Report every line in the items below that contains the word "leaf", copying each such line in full.
####
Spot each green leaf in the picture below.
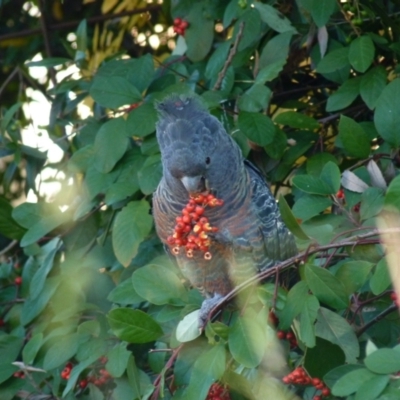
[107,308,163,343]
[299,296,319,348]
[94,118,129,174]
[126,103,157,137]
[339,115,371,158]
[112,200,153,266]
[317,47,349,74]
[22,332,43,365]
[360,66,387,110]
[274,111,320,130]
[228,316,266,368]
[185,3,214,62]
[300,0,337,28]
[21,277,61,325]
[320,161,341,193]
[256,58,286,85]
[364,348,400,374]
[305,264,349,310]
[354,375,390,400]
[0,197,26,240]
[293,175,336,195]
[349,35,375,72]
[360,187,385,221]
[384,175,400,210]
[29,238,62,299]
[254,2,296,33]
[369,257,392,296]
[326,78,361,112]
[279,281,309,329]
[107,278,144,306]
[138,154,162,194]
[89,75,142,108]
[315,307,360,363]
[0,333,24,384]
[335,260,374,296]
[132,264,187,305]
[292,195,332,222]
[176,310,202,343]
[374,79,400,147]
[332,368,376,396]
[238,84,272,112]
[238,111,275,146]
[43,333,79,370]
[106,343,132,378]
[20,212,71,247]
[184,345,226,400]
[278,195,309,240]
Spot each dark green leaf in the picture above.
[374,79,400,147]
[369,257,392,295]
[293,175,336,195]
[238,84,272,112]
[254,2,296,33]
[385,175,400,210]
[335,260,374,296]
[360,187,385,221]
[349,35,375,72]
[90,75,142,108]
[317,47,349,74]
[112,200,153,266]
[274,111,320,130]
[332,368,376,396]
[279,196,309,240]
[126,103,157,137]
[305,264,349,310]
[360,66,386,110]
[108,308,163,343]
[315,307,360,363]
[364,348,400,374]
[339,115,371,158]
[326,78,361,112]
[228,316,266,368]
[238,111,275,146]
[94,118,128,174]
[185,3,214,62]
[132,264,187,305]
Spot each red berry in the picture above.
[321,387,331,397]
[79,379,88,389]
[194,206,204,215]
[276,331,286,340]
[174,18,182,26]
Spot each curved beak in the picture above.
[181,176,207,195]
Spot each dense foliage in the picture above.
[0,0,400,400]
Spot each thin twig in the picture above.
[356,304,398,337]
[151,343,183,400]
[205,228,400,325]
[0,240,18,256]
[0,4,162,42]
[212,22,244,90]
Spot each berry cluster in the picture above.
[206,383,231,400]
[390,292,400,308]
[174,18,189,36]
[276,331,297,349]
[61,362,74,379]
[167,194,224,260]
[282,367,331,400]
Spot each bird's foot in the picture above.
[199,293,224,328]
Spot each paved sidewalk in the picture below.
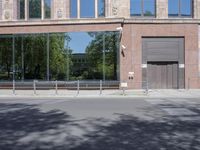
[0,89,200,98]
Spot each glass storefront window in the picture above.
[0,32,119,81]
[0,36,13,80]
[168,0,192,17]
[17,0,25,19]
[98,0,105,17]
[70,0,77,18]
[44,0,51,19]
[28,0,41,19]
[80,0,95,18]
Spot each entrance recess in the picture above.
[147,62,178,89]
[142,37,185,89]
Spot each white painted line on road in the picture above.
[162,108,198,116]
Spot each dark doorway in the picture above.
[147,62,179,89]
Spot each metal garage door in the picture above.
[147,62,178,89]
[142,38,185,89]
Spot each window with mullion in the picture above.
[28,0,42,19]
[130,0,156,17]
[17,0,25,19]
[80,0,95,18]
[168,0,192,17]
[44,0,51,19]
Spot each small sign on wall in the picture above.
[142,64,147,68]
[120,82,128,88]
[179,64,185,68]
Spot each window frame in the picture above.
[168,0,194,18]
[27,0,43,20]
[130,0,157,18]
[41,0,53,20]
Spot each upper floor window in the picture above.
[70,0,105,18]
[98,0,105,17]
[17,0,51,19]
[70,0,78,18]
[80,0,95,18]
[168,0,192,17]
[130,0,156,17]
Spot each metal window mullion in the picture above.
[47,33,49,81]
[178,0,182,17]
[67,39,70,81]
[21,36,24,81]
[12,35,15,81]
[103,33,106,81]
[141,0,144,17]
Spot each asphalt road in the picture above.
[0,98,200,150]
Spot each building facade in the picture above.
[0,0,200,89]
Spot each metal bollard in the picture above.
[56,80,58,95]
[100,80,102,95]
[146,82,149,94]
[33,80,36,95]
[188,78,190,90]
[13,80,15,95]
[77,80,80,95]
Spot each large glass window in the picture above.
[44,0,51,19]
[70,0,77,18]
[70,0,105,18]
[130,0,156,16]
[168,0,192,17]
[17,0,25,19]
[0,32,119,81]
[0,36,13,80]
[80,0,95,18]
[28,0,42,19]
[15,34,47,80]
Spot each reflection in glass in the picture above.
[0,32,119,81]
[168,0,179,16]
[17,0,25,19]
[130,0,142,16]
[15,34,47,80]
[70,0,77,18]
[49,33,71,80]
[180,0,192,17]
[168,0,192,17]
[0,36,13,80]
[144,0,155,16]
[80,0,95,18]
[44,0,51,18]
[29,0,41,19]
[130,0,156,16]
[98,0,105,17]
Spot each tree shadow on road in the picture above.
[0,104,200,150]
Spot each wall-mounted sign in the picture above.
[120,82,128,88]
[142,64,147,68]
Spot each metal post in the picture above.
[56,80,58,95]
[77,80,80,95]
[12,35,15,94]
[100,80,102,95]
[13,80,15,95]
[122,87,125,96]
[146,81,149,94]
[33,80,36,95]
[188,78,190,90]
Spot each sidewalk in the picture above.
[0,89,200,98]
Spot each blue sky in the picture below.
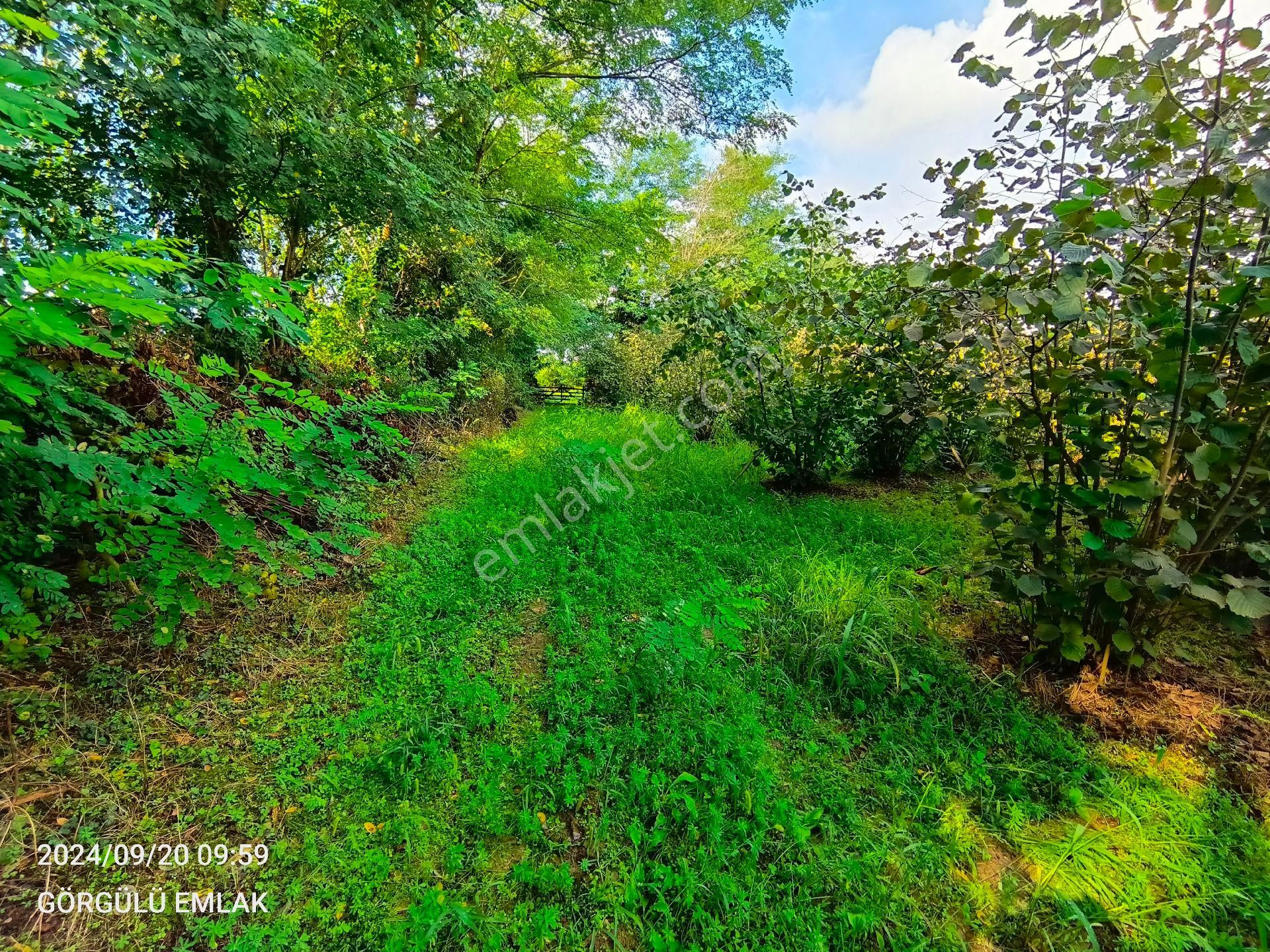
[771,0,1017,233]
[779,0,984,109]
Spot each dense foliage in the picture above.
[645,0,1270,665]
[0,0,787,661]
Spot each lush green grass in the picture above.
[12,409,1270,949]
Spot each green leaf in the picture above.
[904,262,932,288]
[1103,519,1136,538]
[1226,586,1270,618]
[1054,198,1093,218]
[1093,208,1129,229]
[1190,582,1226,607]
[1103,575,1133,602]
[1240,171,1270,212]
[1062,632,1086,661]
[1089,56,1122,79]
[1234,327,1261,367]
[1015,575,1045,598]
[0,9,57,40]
####
- The answer -
Spot each green leaf in the picture below.
Spot each dark green leaf in the picture above.
Spot each green leaf in the picture above.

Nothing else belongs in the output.